■ **Your task**: Copy out the following data entries without changing a single character.

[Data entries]
-- -- --

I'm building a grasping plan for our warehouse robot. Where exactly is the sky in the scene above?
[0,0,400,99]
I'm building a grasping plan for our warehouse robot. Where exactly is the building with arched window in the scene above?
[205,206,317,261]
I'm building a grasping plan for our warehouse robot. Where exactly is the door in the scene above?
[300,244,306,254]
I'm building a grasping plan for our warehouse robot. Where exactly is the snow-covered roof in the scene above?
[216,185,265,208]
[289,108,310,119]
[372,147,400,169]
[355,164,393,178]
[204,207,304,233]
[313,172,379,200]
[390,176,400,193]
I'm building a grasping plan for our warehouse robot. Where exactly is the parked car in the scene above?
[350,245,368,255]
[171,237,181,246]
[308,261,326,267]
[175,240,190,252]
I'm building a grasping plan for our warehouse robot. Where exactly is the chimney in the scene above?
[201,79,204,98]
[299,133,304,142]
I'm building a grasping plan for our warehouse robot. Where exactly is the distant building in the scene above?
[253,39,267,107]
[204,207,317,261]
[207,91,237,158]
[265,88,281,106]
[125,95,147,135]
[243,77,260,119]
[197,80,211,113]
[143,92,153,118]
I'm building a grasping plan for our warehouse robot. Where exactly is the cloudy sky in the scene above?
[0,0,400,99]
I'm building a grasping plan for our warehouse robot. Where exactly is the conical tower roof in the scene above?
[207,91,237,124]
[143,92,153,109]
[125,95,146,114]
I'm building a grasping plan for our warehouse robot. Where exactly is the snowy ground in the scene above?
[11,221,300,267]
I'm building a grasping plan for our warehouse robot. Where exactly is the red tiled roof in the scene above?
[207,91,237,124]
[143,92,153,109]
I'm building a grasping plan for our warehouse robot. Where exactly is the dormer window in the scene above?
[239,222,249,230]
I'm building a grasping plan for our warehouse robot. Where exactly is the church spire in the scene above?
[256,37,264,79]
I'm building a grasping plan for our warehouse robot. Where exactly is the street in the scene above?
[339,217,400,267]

-- -- --

■ **Worked answer**:
I'm building a grasping plan for our warehouse robot. Where exactly is the sky in the scene above?
[0,0,400,99]
I'm building a grasping plan for our warehouse robot. Where exactly is the building with arched window in the scene above?
[205,206,317,261]
I'm building a grasping plan for our warehouse robot. Where exactly is the door in the scene above?
[300,244,306,254]
I'm building a grasping plan for our warehouse robot. Where exactly is the snow-covered roof in the scene above?
[216,185,265,208]
[289,108,310,119]
[372,147,400,169]
[355,164,393,178]
[204,207,304,233]
[313,172,379,200]
[390,176,400,193]
I'm building a grasping plan for our warehouse robot. Where exactly is the parked car in the scene above?
[350,245,368,255]
[171,237,181,246]
[308,261,326,267]
[175,240,190,252]
I'm building a grasping plan for our warehouse robot. Where exactly is the chimney in the scene above?
[201,79,204,98]
[299,133,304,142]
I'm building a grasping plan for our warehouse robot. Where exactly is the distant building in the scene above?
[253,39,267,107]
[204,207,317,261]
[207,91,237,158]
[265,88,281,106]
[125,95,147,135]
[243,77,260,119]
[197,80,211,113]
[143,92,153,118]
I'm building a grasping plan for our warehouse robot. Where exactly is the cloudy sky in the scene above?
[0,0,400,99]
I'm building a grasping plan for our warehouse robot. Where exactly is the conical tower roof in the scene above?
[207,91,237,124]
[143,92,153,109]
[125,95,146,114]
I'm building a grasping plan for our warehouse robot. Where exactly is the snowy ground in the scene above?
[11,221,300,267]
I'm building a grasping plan for our warehouse robot. Where exactly is the red tiled roof in the scene above?
[207,91,237,124]
[143,92,153,109]
I'm building a grasping plan for our warehouse robot. Where exactly is the dormer window in the scene above?
[239,222,249,230]
I'm building a grasping plan for our warehouse robot. Where exactly is the church spire in the scene above?
[256,37,264,79]
I'm building a grasping plan for our warehouse robot. Where exactly is the street in the scene above?
[339,217,400,267]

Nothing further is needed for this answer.